§ **Rows**:
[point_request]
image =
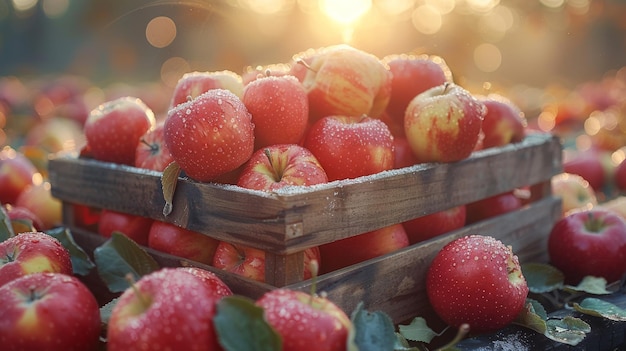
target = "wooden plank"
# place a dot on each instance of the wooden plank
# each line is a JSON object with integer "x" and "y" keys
{"x": 289, "y": 221}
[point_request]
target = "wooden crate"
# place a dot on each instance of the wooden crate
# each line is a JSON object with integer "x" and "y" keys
{"x": 286, "y": 222}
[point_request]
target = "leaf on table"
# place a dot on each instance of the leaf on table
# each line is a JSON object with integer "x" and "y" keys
{"x": 373, "y": 331}
{"x": 6, "y": 229}
{"x": 568, "y": 330}
{"x": 119, "y": 256}
{"x": 542, "y": 277}
{"x": 533, "y": 316}
{"x": 600, "y": 308}
{"x": 81, "y": 263}
{"x": 169, "y": 179}
{"x": 240, "y": 325}
{"x": 417, "y": 330}
{"x": 590, "y": 285}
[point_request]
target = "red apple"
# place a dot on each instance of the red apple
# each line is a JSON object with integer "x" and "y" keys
{"x": 113, "y": 129}
{"x": 32, "y": 252}
{"x": 210, "y": 135}
{"x": 434, "y": 224}
{"x": 493, "y": 206}
{"x": 476, "y": 280}
{"x": 443, "y": 123}
{"x": 48, "y": 311}
{"x": 589, "y": 243}
{"x": 250, "y": 262}
{"x": 277, "y": 166}
{"x": 305, "y": 322}
{"x": 193, "y": 84}
{"x": 169, "y": 308}
{"x": 178, "y": 241}
{"x": 279, "y": 108}
{"x": 358, "y": 248}
{"x": 152, "y": 153}
{"x": 39, "y": 200}
{"x": 586, "y": 164}
{"x": 503, "y": 123}
{"x": 135, "y": 227}
{"x": 16, "y": 213}
{"x": 574, "y": 191}
{"x": 342, "y": 80}
{"x": 412, "y": 75}
{"x": 350, "y": 147}
{"x": 16, "y": 174}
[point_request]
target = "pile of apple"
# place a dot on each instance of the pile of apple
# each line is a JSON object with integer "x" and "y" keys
{"x": 330, "y": 114}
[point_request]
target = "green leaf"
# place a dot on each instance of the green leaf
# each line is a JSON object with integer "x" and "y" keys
{"x": 169, "y": 179}
{"x": 240, "y": 325}
{"x": 542, "y": 277}
{"x": 569, "y": 330}
{"x": 374, "y": 331}
{"x": 119, "y": 256}
{"x": 417, "y": 331}
{"x": 590, "y": 285}
{"x": 81, "y": 263}
{"x": 600, "y": 308}
{"x": 6, "y": 229}
{"x": 532, "y": 316}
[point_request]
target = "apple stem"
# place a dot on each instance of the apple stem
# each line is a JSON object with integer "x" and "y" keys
{"x": 463, "y": 330}
{"x": 142, "y": 298}
{"x": 303, "y": 63}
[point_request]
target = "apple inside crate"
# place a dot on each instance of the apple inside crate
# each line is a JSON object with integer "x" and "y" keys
{"x": 286, "y": 222}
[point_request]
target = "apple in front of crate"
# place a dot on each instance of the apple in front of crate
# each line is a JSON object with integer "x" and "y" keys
{"x": 170, "y": 308}
{"x": 412, "y": 75}
{"x": 249, "y": 262}
{"x": 193, "y": 84}
{"x": 113, "y": 129}
{"x": 493, "y": 206}
{"x": 589, "y": 243}
{"x": 443, "y": 123}
{"x": 48, "y": 311}
{"x": 182, "y": 242}
{"x": 350, "y": 147}
{"x": 39, "y": 200}
{"x": 358, "y": 248}
{"x": 327, "y": 326}
{"x": 277, "y": 104}
{"x": 135, "y": 227}
{"x": 476, "y": 280}
{"x": 503, "y": 123}
{"x": 32, "y": 252}
{"x": 342, "y": 80}
{"x": 434, "y": 224}
{"x": 574, "y": 191}
{"x": 210, "y": 135}
{"x": 277, "y": 166}
{"x": 152, "y": 153}
{"x": 587, "y": 164}
{"x": 16, "y": 174}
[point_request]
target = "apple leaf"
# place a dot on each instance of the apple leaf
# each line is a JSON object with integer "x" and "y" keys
{"x": 373, "y": 331}
{"x": 81, "y": 263}
{"x": 417, "y": 330}
{"x": 240, "y": 325}
{"x": 533, "y": 316}
{"x": 542, "y": 277}
{"x": 600, "y": 308}
{"x": 591, "y": 285}
{"x": 568, "y": 330}
{"x": 6, "y": 229}
{"x": 119, "y": 256}
{"x": 169, "y": 179}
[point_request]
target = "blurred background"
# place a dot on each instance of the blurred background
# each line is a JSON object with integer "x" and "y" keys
{"x": 533, "y": 42}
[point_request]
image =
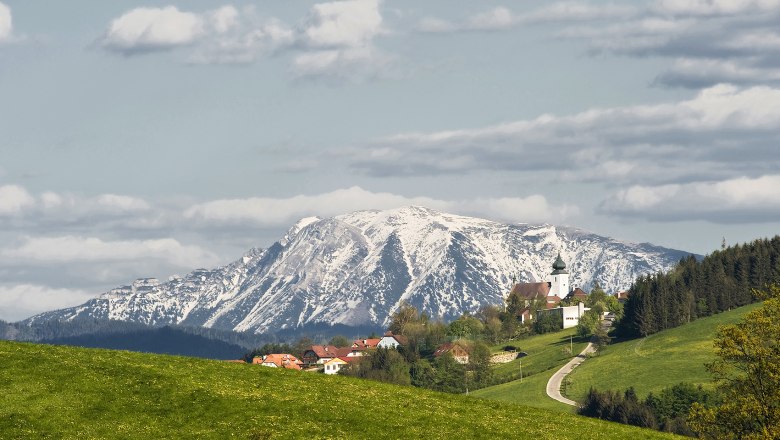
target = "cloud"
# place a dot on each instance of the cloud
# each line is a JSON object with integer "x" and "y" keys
{"x": 739, "y": 200}
{"x": 6, "y": 23}
{"x": 91, "y": 249}
{"x": 502, "y": 18}
{"x": 339, "y": 38}
{"x": 336, "y": 40}
{"x": 153, "y": 29}
{"x": 709, "y": 41}
{"x": 284, "y": 211}
{"x": 21, "y": 301}
{"x": 352, "y": 23}
{"x": 725, "y": 131}
{"x": 14, "y": 199}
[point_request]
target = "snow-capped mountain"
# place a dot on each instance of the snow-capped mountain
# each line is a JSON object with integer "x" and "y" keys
{"x": 356, "y": 269}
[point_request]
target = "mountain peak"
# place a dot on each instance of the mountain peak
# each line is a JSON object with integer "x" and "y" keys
{"x": 355, "y": 269}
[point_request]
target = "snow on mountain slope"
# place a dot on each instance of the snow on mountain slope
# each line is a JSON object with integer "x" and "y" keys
{"x": 358, "y": 268}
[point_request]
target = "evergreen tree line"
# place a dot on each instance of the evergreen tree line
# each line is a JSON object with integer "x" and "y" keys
{"x": 668, "y": 411}
{"x": 721, "y": 281}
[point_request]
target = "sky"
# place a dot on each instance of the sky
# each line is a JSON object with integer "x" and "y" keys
{"x": 149, "y": 139}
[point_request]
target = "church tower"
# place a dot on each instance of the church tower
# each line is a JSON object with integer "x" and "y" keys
{"x": 559, "y": 281}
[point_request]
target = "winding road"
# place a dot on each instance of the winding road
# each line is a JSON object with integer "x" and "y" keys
{"x": 554, "y": 384}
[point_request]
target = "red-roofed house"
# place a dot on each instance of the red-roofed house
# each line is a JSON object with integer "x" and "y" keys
{"x": 280, "y": 360}
{"x": 389, "y": 340}
{"x": 458, "y": 352}
{"x": 334, "y": 365}
{"x": 577, "y": 295}
{"x": 319, "y": 354}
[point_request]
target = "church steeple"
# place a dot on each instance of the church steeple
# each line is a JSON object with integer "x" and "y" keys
{"x": 559, "y": 266}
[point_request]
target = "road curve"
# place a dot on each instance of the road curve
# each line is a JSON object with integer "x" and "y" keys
{"x": 554, "y": 384}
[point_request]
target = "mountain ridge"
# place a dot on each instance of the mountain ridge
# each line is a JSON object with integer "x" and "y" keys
{"x": 357, "y": 268}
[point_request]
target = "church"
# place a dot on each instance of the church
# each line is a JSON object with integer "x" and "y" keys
{"x": 552, "y": 292}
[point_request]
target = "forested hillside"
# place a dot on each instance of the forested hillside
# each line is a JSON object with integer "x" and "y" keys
{"x": 721, "y": 281}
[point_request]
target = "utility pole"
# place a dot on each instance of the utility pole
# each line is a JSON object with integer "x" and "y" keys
{"x": 521, "y": 371}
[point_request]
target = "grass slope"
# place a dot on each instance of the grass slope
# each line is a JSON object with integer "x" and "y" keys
{"x": 67, "y": 392}
{"x": 546, "y": 354}
{"x": 658, "y": 361}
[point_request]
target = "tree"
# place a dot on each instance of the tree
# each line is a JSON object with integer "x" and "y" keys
{"x": 405, "y": 315}
{"x": 548, "y": 322}
{"x": 340, "y": 341}
{"x": 588, "y": 323}
{"x": 747, "y": 373}
{"x": 479, "y": 364}
{"x": 465, "y": 327}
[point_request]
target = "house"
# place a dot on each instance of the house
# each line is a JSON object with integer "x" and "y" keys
{"x": 319, "y": 354}
{"x": 550, "y": 292}
{"x": 279, "y": 360}
{"x": 570, "y": 315}
{"x": 389, "y": 340}
{"x": 360, "y": 346}
{"x": 334, "y": 365}
{"x": 457, "y": 350}
{"x": 577, "y": 295}
{"x": 366, "y": 344}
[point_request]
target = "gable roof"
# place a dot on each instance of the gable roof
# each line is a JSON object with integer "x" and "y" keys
{"x": 454, "y": 347}
{"x": 531, "y": 291}
{"x": 577, "y": 294}
{"x": 363, "y": 344}
{"x": 400, "y": 338}
{"x": 283, "y": 360}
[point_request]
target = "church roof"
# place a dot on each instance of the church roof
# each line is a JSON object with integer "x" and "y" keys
{"x": 559, "y": 266}
{"x": 531, "y": 291}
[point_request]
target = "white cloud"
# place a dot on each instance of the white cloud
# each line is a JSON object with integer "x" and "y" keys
{"x": 352, "y": 23}
{"x": 14, "y": 199}
{"x": 283, "y": 211}
{"x": 501, "y": 18}
{"x": 715, "y": 7}
{"x": 21, "y": 301}
{"x": 497, "y": 18}
{"x": 725, "y": 131}
{"x": 734, "y": 200}
{"x": 71, "y": 249}
{"x": 150, "y": 29}
{"x": 335, "y": 41}
{"x": 340, "y": 37}
{"x": 6, "y": 22}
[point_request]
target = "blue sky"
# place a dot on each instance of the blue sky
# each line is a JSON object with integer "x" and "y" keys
{"x": 147, "y": 139}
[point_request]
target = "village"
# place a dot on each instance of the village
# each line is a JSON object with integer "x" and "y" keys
{"x": 554, "y": 302}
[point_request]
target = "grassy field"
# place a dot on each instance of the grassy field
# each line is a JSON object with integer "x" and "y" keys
{"x": 530, "y": 392}
{"x": 653, "y": 363}
{"x": 546, "y": 353}
{"x": 66, "y": 392}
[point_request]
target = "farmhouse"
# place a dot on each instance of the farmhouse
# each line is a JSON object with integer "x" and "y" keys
{"x": 334, "y": 365}
{"x": 279, "y": 360}
{"x": 570, "y": 316}
{"x": 457, "y": 350}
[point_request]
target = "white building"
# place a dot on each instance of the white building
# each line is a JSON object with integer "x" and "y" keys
{"x": 570, "y": 315}
{"x": 559, "y": 278}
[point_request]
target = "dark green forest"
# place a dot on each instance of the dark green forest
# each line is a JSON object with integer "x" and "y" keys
{"x": 721, "y": 281}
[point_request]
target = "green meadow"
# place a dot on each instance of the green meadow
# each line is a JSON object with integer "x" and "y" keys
{"x": 655, "y": 362}
{"x": 66, "y": 392}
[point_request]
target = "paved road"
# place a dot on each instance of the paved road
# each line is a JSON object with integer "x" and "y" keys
{"x": 554, "y": 384}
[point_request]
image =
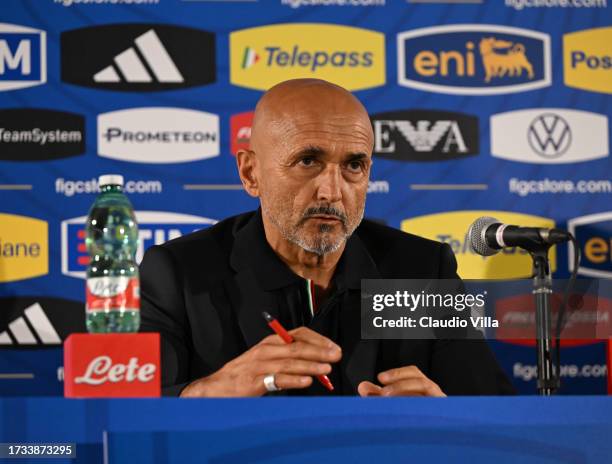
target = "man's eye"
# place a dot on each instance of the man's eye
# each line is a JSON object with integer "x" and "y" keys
{"x": 355, "y": 165}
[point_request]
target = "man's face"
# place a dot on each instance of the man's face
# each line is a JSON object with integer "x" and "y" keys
{"x": 314, "y": 170}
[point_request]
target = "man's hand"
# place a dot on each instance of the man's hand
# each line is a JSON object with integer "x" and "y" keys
{"x": 293, "y": 365}
{"x": 403, "y": 381}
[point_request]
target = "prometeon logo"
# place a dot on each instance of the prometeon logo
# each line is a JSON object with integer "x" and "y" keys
{"x": 474, "y": 59}
{"x": 549, "y": 136}
{"x": 240, "y": 129}
{"x": 23, "y": 57}
{"x": 35, "y": 321}
{"x": 452, "y": 228}
{"x": 39, "y": 134}
{"x": 594, "y": 235}
{"x": 587, "y": 59}
{"x": 154, "y": 228}
{"x": 261, "y": 57}
{"x": 24, "y": 250}
{"x": 138, "y": 57}
{"x": 422, "y": 135}
{"x": 158, "y": 135}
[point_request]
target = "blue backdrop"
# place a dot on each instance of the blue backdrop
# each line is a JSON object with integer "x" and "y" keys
{"x": 492, "y": 106}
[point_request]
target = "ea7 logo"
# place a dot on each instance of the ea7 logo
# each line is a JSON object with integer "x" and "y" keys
{"x": 474, "y": 59}
{"x": 138, "y": 57}
{"x": 594, "y": 235}
{"x": 154, "y": 228}
{"x": 419, "y": 135}
{"x": 549, "y": 135}
{"x": 23, "y": 57}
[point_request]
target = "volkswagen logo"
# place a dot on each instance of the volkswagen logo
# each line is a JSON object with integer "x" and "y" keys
{"x": 549, "y": 135}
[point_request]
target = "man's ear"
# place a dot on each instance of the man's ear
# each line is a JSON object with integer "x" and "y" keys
{"x": 247, "y": 162}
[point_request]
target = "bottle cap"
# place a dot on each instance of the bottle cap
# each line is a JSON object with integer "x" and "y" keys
{"x": 110, "y": 179}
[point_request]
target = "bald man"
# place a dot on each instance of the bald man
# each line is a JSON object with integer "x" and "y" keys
{"x": 301, "y": 257}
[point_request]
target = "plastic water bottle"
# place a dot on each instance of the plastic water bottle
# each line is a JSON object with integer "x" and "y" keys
{"x": 113, "y": 287}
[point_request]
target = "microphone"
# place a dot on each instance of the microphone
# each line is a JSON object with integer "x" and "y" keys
{"x": 487, "y": 236}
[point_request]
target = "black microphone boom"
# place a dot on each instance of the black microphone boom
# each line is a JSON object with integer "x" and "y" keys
{"x": 487, "y": 236}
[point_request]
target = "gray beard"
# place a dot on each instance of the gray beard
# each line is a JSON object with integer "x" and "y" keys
{"x": 322, "y": 244}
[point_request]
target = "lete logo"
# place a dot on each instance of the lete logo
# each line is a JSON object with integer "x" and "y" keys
{"x": 348, "y": 56}
{"x": 549, "y": 135}
{"x": 101, "y": 370}
{"x": 158, "y": 135}
{"x": 594, "y": 234}
{"x": 473, "y": 59}
{"x": 154, "y": 228}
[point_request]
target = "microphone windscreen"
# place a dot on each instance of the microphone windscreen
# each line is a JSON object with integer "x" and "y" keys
{"x": 476, "y": 236}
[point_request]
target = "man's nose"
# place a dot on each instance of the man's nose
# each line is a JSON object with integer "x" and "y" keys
{"x": 330, "y": 184}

§ **Exercise details**: Report each line above that contains the string "water", treating uppercase and lowercase letters as distinct.

§ **Response to the exercise**:
target = "plastic water bottle"
# place a dot on each instance of the plastic water bottle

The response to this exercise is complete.